--- Exercise instructions ---
Word for word, restate every line from the one with "Target: white helmet" through the end of the records below, both included, and add nothing.

[Records contained in a dataset]
:::::

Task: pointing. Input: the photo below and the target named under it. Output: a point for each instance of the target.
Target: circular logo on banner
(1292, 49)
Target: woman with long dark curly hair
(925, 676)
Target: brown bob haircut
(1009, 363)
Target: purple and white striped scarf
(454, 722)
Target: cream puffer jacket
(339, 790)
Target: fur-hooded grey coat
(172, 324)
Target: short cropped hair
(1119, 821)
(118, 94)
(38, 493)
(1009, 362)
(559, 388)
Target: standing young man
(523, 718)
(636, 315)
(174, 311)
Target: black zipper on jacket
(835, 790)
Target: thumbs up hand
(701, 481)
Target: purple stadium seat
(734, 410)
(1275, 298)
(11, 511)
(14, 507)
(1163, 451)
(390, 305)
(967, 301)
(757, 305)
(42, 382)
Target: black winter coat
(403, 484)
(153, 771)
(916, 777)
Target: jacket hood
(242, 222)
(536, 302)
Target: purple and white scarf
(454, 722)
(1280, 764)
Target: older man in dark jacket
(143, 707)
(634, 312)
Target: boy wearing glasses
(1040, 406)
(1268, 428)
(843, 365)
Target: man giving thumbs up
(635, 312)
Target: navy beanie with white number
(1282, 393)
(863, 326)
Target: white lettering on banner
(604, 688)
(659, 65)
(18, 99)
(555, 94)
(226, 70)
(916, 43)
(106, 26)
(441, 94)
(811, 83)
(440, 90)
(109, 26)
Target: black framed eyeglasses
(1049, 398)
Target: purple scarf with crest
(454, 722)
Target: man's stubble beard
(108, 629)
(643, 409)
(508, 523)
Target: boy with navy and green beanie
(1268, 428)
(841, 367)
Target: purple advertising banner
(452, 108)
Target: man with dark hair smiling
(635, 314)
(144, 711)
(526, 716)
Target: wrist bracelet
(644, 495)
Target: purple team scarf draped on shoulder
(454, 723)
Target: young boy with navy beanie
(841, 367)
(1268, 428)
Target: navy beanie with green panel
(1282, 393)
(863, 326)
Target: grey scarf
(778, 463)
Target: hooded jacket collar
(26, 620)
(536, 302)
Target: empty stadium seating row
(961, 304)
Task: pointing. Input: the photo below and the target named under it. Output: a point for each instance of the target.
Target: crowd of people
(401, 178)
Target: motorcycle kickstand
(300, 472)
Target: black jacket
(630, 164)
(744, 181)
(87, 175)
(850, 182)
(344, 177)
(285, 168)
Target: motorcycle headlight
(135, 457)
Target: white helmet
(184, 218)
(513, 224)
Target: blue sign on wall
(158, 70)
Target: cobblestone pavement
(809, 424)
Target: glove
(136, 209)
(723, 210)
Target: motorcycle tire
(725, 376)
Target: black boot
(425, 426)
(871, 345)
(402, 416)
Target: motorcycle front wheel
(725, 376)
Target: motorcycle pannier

:::::

--- Finished task ---
Target: white helmet
(184, 218)
(513, 224)
Target: blue sign on wall
(158, 70)
Target: cobblestone pavement
(809, 424)
Target: glove
(136, 209)
(723, 210)
Target: motorcycle tire
(725, 376)
Target: black boot
(425, 426)
(871, 345)
(402, 416)
Target: motorcycle front wheel
(725, 376)
Target: motorcycle pannier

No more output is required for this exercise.